▶ 課題: 下の本文のうち「しかし、「ベルパージュ帝塚山」はとても綺麗で」で始まる文から、その施設の特徴として挙げられているものをすべて書き出してください。

また、介護施設と聞いたら私は病院の病棟をイメージしていたのですが、訪問してみて大きくそのイメージが変わりました。介護スタッフの方々は利用される人たちが少しでもストレスを減らせるように、いろいろなところに気を遣っているなあと思いました。
 施設案内が終わった後、質問に答えてもらったり、介護施設の問題点などの話を聞かせてもらいました。今、介護施設での一番の問題点は人が足りていないことだとおっしゃっていました。なぜ人が足りていないかというと、給料が安く、資格を取れるレベルが低いからだそうです。今、日本は資格のレベルを下げて誰でも資格を取れるようにして人を増やそうしています。しかし、この方法だと知識の少ない人が増えて介護職のレベルが上がらない。だから介護職は将来ダメになるとおっしゃっていたのが印象に残りました。そして、今の制度を変えなければ介護職を目指す人が増えていかないということも初めて知りました。
 今回の「ベルパージュ大阪帝塚山」の訪問を終えて、行く前と行った後では介護施設のイメージが本当に大きく変わりました。私が思っていた介護施設と実際の介護施設は全然違うことに気づきました。訪問させていただくまで、介護施設は汚いように思っていて、あまりいいイメージがありませんでした。一般的に、多くの人が思っている介護施設も、あまり綺麗ではなくて、楽しくない老後生活を送る病院をイメージなのかもしれないと思います。
 しかし、「ベルパージュ帝塚山」はとても綺麗で設備も充実していて高級感があり、介護施設とは思えませんでした。こうしたイメージと実際のギャップを解消していくことができれば、介護施設で働きたいという人が増え、人手不足を解消できるのではないかと私は思いました。今回、「ベルパージュ大阪帝塚山」を訪問し、いろいろな新しい発見ができてよかったと思いました。

▶ 提供データ:
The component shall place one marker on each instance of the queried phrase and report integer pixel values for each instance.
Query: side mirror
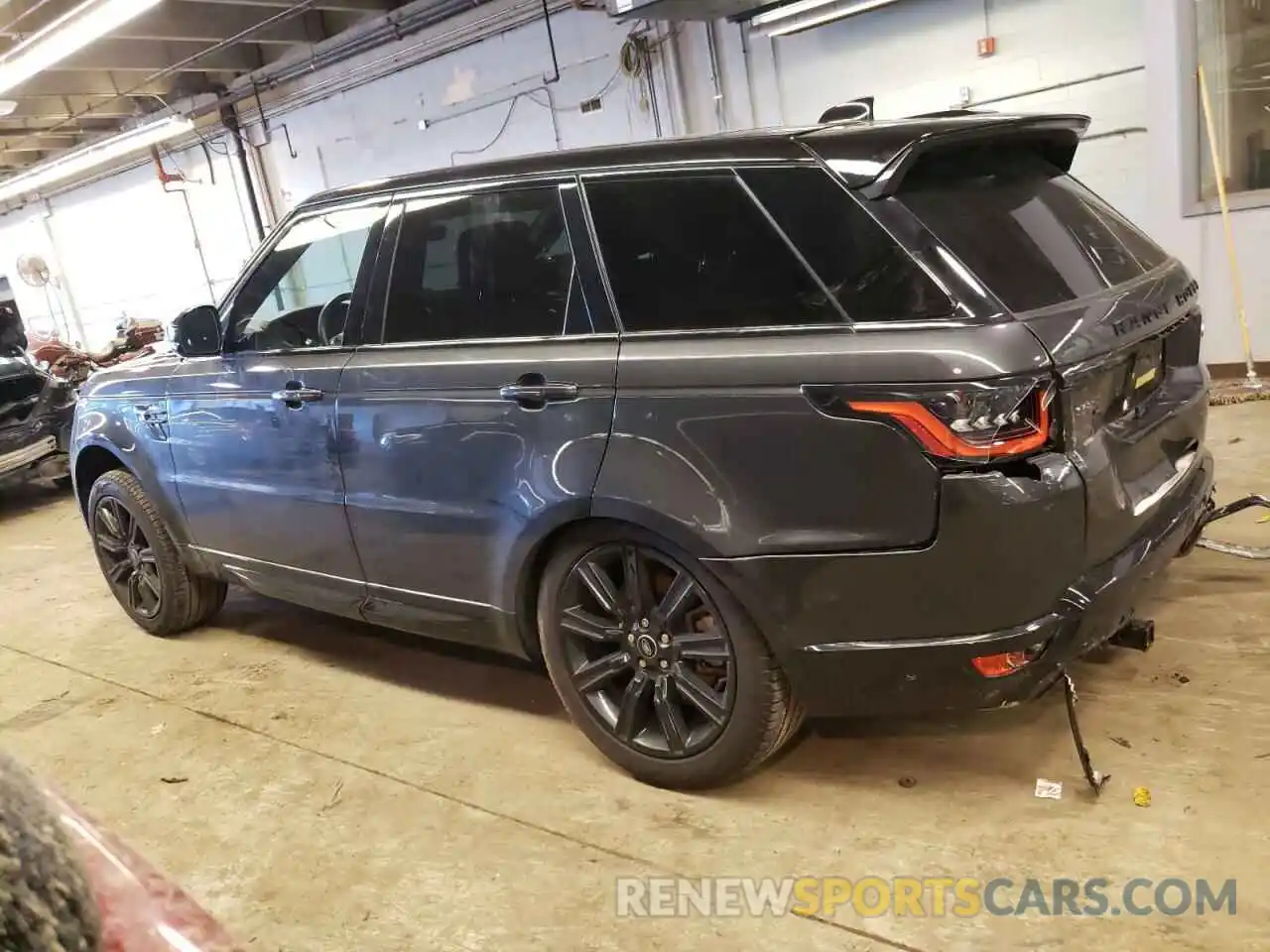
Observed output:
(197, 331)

* * *

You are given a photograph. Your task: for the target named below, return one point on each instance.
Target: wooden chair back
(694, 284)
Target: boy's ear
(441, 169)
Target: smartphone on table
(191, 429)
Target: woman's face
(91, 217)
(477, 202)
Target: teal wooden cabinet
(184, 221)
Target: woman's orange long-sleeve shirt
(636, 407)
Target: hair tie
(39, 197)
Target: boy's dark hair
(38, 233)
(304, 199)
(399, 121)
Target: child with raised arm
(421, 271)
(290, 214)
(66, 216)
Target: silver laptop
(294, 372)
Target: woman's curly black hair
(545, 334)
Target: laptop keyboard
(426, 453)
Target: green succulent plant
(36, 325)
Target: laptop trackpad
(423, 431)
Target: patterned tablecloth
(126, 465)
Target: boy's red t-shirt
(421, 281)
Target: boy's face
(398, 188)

* * *

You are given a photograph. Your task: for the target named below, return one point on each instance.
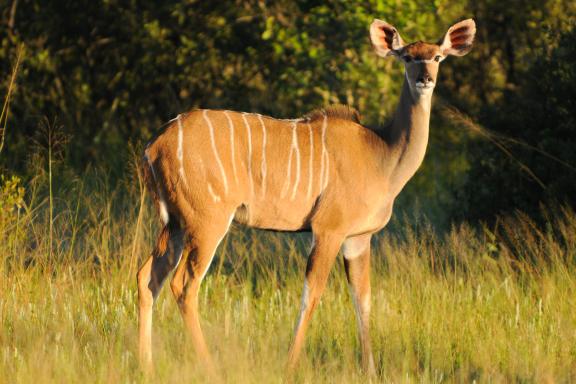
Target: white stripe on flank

▶ 回答欄:
・とても綺麗
・設備も充実している
・高級感がある